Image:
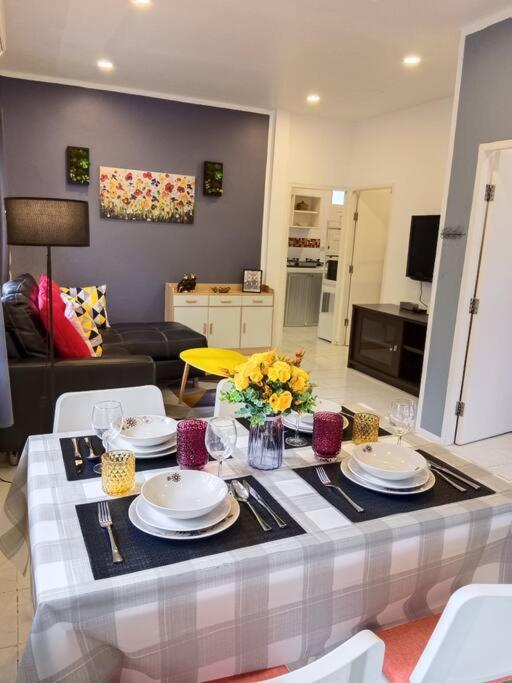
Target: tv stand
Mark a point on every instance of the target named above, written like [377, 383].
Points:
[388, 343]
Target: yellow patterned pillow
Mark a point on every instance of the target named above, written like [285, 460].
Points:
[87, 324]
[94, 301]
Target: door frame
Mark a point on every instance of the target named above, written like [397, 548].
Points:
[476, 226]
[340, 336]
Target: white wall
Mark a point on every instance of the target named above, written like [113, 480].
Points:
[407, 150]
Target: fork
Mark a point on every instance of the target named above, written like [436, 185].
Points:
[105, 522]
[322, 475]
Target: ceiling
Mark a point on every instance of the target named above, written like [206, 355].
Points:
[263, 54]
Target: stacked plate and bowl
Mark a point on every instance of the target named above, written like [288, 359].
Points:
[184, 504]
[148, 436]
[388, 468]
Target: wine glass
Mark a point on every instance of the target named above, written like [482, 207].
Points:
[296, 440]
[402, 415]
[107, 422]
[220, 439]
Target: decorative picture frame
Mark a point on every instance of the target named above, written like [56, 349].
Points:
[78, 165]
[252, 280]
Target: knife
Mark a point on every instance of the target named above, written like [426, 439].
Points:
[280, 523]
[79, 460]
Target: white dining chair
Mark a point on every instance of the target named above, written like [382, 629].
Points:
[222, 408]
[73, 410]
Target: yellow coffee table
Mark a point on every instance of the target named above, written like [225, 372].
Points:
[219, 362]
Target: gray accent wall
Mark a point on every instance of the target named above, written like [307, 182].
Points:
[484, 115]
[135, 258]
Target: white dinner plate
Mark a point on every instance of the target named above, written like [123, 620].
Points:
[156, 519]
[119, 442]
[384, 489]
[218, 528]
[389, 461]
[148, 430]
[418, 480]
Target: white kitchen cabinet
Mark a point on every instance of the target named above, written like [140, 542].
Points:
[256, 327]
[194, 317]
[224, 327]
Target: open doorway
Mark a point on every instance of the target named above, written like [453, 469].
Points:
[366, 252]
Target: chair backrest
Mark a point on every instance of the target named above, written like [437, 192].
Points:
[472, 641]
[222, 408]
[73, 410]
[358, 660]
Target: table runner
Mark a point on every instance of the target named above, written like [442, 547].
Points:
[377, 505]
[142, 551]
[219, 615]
****************
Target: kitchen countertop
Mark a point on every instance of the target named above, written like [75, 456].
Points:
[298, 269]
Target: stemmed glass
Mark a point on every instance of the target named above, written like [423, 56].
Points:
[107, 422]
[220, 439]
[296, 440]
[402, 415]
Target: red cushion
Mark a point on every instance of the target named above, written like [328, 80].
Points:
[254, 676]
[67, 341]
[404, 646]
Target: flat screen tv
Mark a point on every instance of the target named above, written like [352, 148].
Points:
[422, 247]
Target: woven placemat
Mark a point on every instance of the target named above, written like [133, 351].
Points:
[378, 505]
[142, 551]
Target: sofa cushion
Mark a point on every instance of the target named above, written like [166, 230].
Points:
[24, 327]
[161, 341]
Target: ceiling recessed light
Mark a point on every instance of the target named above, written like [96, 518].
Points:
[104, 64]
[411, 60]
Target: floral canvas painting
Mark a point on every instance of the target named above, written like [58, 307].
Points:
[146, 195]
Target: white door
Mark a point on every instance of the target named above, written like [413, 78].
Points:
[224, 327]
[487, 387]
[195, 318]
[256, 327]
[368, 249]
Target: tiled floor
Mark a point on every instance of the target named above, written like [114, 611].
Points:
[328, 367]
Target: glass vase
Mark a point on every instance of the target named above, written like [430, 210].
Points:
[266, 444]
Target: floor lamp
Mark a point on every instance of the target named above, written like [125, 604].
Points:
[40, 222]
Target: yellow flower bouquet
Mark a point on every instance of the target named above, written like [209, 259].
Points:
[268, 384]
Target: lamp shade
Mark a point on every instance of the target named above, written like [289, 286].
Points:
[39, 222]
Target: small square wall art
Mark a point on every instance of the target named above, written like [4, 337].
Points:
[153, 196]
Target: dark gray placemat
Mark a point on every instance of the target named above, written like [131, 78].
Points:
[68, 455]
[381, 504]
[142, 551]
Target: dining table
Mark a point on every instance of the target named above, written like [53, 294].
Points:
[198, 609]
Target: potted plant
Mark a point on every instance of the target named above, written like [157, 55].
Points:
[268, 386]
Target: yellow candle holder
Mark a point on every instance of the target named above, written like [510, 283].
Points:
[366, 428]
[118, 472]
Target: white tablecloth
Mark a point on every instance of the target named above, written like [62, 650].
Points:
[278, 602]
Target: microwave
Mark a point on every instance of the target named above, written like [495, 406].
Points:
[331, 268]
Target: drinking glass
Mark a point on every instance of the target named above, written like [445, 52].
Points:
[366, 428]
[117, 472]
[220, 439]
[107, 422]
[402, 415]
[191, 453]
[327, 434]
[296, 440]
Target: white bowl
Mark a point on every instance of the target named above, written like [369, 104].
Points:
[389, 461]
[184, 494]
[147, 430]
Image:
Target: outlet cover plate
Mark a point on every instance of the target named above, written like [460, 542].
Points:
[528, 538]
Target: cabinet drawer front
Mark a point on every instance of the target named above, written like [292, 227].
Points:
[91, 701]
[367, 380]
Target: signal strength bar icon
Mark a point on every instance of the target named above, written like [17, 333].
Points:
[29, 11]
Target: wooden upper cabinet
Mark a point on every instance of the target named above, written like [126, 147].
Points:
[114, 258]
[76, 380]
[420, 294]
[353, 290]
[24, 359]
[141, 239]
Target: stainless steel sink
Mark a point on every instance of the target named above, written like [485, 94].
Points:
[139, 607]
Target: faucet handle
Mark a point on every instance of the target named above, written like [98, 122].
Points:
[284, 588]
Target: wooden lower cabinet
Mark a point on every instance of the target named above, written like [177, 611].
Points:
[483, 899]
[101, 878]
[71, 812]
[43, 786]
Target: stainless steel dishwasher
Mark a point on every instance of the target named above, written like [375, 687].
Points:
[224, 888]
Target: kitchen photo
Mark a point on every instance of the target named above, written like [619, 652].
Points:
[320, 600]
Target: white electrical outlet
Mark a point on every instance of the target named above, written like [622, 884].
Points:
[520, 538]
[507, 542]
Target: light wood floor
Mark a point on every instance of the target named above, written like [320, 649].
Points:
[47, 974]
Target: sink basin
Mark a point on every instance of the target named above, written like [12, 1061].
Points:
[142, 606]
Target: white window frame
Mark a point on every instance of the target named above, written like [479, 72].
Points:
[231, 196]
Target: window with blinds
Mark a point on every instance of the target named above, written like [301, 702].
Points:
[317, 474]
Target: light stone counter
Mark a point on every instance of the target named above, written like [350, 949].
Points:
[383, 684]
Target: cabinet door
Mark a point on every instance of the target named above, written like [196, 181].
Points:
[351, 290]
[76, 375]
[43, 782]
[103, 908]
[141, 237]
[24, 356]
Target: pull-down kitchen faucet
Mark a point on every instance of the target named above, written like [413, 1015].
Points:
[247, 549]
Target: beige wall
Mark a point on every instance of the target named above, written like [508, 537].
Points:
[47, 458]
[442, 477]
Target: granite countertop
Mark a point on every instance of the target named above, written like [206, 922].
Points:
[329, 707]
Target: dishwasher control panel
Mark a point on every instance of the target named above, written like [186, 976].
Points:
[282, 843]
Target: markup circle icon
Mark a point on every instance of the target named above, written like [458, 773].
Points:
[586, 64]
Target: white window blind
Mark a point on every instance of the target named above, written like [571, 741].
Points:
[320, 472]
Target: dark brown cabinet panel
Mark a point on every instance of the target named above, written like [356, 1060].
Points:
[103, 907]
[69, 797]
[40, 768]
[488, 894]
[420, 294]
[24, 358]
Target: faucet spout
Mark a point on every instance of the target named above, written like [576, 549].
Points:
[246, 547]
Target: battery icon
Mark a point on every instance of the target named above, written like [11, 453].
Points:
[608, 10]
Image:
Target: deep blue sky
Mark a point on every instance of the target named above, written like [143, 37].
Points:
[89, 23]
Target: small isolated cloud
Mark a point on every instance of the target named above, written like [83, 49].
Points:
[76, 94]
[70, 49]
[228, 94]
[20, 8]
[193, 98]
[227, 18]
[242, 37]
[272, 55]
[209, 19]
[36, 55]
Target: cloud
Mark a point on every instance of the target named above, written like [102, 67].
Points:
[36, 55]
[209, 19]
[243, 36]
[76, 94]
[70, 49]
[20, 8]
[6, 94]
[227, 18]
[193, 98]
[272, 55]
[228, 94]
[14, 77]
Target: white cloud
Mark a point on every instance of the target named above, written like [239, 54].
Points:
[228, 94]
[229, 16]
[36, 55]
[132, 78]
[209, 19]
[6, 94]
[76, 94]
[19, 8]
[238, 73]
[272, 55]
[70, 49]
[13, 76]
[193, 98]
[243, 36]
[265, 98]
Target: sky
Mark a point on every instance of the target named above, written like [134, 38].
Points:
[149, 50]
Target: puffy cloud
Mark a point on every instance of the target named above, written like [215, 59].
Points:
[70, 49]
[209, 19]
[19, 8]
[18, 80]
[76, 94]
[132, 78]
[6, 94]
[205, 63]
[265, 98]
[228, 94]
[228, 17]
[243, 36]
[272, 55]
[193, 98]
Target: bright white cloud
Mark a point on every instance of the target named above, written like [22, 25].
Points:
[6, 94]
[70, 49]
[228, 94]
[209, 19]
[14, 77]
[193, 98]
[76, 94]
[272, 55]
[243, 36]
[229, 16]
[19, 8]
****************
→ **WRITTEN TASK**: Select every line in the entries above that contains the word "bowl", treating uppercase and lowercase as different.

→ **SOLUTION TO THIS EXERCISE**:
Target: stacked plate and bowl
Target: white bowl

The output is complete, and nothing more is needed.